Provided entries.
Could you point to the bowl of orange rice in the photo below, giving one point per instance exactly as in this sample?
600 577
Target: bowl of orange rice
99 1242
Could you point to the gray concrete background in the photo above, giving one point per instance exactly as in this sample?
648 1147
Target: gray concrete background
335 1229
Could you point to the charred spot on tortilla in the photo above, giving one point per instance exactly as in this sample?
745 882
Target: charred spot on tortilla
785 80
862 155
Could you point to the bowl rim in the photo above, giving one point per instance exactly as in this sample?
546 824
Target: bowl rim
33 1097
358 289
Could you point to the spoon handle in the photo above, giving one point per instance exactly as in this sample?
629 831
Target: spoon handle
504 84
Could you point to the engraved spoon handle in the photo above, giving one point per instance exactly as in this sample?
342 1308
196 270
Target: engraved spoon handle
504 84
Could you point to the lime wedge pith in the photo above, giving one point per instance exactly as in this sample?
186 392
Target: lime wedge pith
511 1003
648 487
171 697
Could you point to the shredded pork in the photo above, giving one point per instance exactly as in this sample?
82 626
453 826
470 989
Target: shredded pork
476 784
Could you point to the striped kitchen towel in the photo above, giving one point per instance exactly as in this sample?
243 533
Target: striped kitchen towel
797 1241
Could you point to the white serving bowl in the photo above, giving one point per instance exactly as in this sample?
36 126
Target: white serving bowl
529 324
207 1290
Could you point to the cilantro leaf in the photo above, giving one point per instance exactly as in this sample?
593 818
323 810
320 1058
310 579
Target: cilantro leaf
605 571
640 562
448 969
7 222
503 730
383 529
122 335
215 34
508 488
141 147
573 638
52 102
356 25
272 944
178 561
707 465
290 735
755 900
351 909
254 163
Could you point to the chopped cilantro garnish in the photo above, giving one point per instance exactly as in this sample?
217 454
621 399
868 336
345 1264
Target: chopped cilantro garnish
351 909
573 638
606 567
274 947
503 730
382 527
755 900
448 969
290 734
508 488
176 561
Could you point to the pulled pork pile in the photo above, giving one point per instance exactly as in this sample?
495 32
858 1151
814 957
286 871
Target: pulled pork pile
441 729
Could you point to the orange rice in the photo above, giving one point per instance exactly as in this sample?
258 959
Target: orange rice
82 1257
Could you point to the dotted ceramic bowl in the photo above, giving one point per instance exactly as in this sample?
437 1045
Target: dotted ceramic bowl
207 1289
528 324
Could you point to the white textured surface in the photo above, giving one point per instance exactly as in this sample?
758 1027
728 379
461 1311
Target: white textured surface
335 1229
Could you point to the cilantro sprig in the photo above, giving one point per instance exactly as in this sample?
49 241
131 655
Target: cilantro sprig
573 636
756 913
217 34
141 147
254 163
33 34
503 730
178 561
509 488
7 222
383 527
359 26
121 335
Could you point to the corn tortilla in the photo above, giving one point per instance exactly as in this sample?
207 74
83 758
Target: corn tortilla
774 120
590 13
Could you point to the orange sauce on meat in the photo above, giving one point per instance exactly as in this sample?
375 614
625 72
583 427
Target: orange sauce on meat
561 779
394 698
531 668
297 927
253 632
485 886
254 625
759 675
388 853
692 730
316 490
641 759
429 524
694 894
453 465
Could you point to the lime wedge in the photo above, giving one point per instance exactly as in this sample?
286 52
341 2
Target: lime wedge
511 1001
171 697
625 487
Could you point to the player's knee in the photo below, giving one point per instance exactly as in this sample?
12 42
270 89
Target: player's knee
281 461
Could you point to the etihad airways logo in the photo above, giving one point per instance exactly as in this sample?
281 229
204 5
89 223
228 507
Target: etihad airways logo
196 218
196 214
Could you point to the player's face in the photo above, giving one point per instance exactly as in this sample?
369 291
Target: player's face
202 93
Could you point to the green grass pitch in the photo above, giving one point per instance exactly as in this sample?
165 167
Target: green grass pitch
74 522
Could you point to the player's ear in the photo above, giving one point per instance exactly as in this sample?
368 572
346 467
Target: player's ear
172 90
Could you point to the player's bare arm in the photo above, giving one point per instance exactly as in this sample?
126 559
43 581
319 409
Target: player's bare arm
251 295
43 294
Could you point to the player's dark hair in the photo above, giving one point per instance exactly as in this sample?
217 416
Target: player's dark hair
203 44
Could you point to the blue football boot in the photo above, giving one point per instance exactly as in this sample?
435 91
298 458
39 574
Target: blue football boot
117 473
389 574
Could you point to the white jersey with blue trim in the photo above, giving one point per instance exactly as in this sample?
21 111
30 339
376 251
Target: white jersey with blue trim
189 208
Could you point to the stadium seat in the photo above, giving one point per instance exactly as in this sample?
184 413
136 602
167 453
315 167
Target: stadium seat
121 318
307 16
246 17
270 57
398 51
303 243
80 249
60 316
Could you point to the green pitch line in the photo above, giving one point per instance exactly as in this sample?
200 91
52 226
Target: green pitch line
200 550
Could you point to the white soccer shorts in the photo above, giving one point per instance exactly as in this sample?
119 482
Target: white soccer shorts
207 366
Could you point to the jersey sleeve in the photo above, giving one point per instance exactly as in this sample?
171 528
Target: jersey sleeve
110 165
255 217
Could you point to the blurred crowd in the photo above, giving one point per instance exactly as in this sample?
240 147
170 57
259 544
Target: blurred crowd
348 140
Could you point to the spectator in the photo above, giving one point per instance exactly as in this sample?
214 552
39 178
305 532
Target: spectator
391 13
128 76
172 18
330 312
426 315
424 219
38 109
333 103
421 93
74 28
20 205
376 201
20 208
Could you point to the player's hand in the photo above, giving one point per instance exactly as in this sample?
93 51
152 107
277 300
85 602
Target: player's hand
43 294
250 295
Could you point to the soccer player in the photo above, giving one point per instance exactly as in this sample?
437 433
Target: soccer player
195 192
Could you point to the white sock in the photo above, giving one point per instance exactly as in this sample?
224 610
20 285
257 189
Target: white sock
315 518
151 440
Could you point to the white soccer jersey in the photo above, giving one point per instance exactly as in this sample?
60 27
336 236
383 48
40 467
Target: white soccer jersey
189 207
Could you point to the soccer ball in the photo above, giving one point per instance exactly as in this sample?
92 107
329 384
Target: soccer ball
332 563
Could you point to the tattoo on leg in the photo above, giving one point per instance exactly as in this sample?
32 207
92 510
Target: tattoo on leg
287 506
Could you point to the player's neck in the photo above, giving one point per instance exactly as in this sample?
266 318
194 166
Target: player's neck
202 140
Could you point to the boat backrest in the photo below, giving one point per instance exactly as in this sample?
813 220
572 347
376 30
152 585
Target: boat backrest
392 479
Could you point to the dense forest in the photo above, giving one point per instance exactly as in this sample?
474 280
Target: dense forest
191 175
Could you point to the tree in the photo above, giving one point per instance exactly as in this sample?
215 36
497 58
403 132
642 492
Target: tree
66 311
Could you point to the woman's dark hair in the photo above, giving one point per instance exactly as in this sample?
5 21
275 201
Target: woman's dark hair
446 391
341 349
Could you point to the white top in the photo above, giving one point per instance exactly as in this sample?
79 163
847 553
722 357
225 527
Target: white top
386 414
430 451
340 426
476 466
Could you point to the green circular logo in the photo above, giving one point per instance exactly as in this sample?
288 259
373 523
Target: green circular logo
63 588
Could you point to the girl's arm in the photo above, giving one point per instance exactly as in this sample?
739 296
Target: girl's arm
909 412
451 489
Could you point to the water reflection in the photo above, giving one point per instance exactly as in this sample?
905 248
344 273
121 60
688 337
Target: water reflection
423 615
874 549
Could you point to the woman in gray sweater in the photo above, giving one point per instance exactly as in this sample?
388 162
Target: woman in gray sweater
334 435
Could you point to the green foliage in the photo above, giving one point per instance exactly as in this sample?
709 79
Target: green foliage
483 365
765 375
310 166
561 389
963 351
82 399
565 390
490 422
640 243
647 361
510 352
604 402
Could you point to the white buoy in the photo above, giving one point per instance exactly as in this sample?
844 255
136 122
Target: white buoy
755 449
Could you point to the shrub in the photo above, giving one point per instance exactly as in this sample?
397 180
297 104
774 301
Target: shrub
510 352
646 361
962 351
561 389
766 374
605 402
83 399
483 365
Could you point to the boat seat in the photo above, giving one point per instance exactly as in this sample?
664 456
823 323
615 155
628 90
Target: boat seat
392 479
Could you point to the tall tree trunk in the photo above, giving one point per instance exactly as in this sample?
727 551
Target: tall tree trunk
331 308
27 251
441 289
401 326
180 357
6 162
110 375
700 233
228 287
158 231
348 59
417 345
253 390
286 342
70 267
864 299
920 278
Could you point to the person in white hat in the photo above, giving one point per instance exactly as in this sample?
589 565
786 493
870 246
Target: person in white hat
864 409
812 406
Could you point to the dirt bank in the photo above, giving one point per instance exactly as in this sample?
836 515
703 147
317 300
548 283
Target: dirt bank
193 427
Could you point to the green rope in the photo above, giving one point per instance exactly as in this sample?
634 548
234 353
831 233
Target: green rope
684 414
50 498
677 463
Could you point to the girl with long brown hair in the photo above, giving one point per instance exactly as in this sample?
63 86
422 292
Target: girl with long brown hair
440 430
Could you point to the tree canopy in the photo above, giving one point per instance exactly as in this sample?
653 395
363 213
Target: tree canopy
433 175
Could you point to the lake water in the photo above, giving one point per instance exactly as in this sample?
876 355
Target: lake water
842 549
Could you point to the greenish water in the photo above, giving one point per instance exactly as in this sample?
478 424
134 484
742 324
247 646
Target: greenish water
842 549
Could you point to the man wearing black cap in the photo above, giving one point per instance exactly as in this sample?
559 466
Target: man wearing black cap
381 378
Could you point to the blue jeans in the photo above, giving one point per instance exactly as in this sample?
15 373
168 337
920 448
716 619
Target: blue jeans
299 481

Description of the task. Return unchanged every line of the entries above, from the line containing "Could you point to the boat seat" up to and including the final line of the entries.

Task solution.
Could you point to the boat seat in the photo above, giving one point per instance exactly as in this sample?
664 456
823 323
615 155
628 90
Target: boat seat
392 479
Could you point to the tall tree trunk in the photo above, giving one point per instance exactly as in this sample?
727 551
Target: tall tree trunk
331 308
27 251
441 289
401 326
180 357
6 162
110 375
700 233
228 287
158 231
348 59
417 345
253 390
286 342
70 267
864 299
920 278
Could you point to the person in white hat in the photo above, giving one point per instance exactly as in this sample?
589 565
786 493
870 246
Target: person in white hat
864 409
812 406
Could you point to the dirt bank in the photo above, giving one point per instance exactly as in this sample?
836 515
703 147
317 300
548 283
Target: dirt bank
193 427
Could you point to the green rope in the photo above, giving one point per instance exactly as in this sample?
634 548
234 353
831 233
Target: green rope
684 414
50 498
677 463
Could you point to the girl with long brown hair in the photo above, giving one point per instance exactly as in this sample?
63 86
422 292
Target: girl with long brown hair
440 430
Could you point to the tree canopy in the photo above, giving one point per instance exactly as in this sample?
653 395
363 213
Target: tree canopy
433 175
Could you point to the lake water in the photo above, giving one point per instance exactly as in this sample?
876 355
Target: lake water
842 549
Could you point to the greenish water in the photo above, giving one point per instance exactly as in this sample?
478 424
134 484
742 324
247 646
Target: greenish water
842 549
Could you point to the man wearing black cap in the photo above, giving one point per instance exactly as in this sample?
559 466
Target: man wearing black cap
381 378
Could you point to the blue jeans in the photo above, giving one point per instance exactly as in this sample?
15 373
168 337
920 448
716 619
Target: blue jeans
299 481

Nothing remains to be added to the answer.